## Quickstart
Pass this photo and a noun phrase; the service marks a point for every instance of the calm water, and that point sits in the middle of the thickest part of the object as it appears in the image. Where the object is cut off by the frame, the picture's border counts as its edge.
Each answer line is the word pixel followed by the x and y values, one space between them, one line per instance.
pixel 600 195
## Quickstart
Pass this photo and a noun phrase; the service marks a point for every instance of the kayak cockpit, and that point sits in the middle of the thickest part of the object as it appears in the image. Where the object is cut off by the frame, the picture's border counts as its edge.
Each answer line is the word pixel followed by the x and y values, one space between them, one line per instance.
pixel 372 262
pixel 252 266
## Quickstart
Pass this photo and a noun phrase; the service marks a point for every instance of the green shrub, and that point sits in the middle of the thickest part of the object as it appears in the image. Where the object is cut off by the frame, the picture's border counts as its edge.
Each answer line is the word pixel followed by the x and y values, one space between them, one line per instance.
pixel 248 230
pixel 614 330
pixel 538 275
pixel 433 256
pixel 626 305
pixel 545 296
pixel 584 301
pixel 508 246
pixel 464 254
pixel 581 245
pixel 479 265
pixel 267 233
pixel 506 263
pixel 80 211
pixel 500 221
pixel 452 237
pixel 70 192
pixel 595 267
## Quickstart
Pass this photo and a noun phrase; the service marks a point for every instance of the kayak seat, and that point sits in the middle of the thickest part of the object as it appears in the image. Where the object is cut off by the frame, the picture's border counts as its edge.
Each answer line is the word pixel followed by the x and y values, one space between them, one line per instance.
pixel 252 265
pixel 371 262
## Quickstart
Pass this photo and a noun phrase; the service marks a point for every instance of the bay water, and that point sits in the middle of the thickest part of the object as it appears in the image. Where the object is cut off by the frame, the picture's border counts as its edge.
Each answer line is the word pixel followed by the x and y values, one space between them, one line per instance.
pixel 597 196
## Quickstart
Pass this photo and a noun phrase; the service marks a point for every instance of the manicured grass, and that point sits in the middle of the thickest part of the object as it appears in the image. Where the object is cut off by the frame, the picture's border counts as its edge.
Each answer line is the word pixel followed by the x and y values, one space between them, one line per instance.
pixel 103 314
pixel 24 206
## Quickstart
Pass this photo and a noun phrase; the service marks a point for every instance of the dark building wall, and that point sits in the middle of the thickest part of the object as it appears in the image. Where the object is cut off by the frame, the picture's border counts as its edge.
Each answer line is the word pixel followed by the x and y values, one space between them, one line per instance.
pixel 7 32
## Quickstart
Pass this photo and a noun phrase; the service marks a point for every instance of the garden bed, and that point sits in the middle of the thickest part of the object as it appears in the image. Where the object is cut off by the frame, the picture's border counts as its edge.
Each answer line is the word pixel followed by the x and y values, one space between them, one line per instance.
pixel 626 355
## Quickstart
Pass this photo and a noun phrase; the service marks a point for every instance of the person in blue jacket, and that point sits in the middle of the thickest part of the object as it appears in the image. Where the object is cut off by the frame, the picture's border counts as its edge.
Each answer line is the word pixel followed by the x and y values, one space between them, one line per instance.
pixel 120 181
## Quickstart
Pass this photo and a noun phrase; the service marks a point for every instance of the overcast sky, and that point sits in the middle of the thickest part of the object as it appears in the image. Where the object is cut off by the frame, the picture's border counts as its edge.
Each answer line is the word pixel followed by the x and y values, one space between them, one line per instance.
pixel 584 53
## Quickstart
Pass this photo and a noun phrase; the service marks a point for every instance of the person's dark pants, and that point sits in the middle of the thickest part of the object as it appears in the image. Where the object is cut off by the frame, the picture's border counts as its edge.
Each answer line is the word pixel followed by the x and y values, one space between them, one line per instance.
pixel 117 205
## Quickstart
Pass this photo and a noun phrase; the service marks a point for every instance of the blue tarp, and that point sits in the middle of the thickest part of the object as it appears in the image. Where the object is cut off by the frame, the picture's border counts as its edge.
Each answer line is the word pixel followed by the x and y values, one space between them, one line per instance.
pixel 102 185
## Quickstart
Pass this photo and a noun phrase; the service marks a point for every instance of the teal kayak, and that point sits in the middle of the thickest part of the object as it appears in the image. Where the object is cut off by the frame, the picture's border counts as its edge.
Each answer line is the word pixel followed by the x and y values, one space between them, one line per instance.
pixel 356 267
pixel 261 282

- [Stated exercise]:
Rewrite all of the lines above, putting "short label" wherever "noun phrase" appears and leaving everything else unchanged.

- [The response]:
## Quickstart
Pass this photo and a short label; the service marks a point for every instance of the calm water, and that point sits in the middle of the thickest part of the object as it appears in the image. Where the object is cut off by the frame, the picture's border counts as its edge.
Each answer line is the word pixel followed by the x and y values, one space between them, one line per instance.
pixel 600 195
## Quickstart
Pass this photo and a short label; the service marks a point for every instance of the kayak cockpit, and that point sits in the middle of the thickest part of the object as it appears in the image. Where the object is cut off by the frame, the picture's border counts as its edge.
Each answer line is the word pixel followed by the x and y values, one space between them, one line per instance.
pixel 372 262
pixel 252 266
## Quickstart
Pass this photo and a short label; the service marks a point for every instance of the green shrub, and that point sits in the middle of the thickest part of the object as it appears in the image. Where the object is cut off by the frame, the picture's border counts as its edge.
Each answer line is the word pixel followed by the x and y values, one space between them, one line per instance.
pixel 248 230
pixel 614 330
pixel 538 275
pixel 433 256
pixel 626 305
pixel 545 296
pixel 584 301
pixel 508 246
pixel 464 254
pixel 581 245
pixel 479 265
pixel 267 233
pixel 506 263
pixel 80 211
pixel 500 221
pixel 452 237
pixel 70 192
pixel 595 267
## Quickstart
Pass this photo and a short label; the service marks a point for every instance of the kayak seat, and that point sits in the middle of the thickest part of the object as it appears in the image. Where the object is cut off by the frame, the picture's border counts as its edge.
Each answer line is the word pixel followed by the x and y values, one space between them, one line per instance.
pixel 252 265
pixel 371 262
## Quickstart
Pass this photo and a short label; the service marks a point for every instance of the bay water, and that point sits in the middle of the thickest part of the object as it appears in the image. Where the object is cut off by the frame, the picture's border counts as its edge.
Each answer line is the word pixel followed by the x and y values, one space between them, one line per instance.
pixel 597 196
## Quickstart
Pass this photo and a short label; the service marks a point for every instance of the manicured grass, and that point sits in the middle of the thickest part of the object as it appears in the image. Where the object is cut off by the frame, the picture's border counts as its edge.
Each answer line is the word pixel followed by the x and y values, one space between them, one line per instance.
pixel 103 314
pixel 24 206
## Quickstart
Pass this photo and a short label; the service marks a point for every instance of the dark building wall, and that point sits in the middle of the thickest part of the object as it appears in the image. Where the object is cut off by the frame, the picture's border counts as its edge.
Each answer line is the word pixel followed by the x and y values, one space between them, one line per instance.
pixel 7 32
## Quickstart
Pass this photo and a short label; the service marks a point for every instance of the garden bed, and that point sits in the middle of the thickest part of the object as it appears in the image. Where the object is cut off by the frame, the picture's border counts as its edge.
Each answer line is the word pixel followed by the x and y values, one space between them, one line per instance.
pixel 626 355
## Quickstart
Pass this photo and a short label; the service marks a point for every instance of the person in blue jacket, and that point sits in the middle of the thickest part of the object as it appears in the image. Where the object is cut off by the frame, the picture's border counts as its edge.
Each answer line is the word pixel followed by the x and y values, one space between them, one line per instance.
pixel 120 181
## Quickstart
Pass this photo and a short label; the service marks a point for every instance of the overcast sky, and that point sits in the middle of the thickest part of the object as it appears in the image. Where the object is cut off by the frame, the picture's border counts as its edge.
Each answer line is the word pixel followed by the x and y values, one space between them, one line per instance.
pixel 584 53
## Quickstart
Pass this photo and a short label; the service marks a point for every instance of the person's dark pants, and that point sits in the middle of the thickest part of the object as it appears in the image. Where the object is cut off by the frame, the picture's border counts as its edge.
Each answer line is the word pixel followed by the x and y values, one space between them, one line per instance.
pixel 117 205
## Quickstart
Pass this photo and a short label; the service marks a point for every instance of the blue tarp, and that point sits in the middle of the thickest part of the object as it appears in the image. Where the object is cut off by the frame, the picture's border counts as its edge.
Each answer line is the word pixel followed by the x and y values, one space between them, one line per instance.
pixel 102 185
## Quickstart
Pass this photo and a short label; the service marks a point for every instance of the teal kayak, and that point sits in the middle of the thickest part of the object as it appears in the image. Where the object is cut off by the frame, the picture's border counts as its edge.
Each answer line is the word pixel followed by the x and y values, one space between them, one line per instance.
pixel 356 267
pixel 261 282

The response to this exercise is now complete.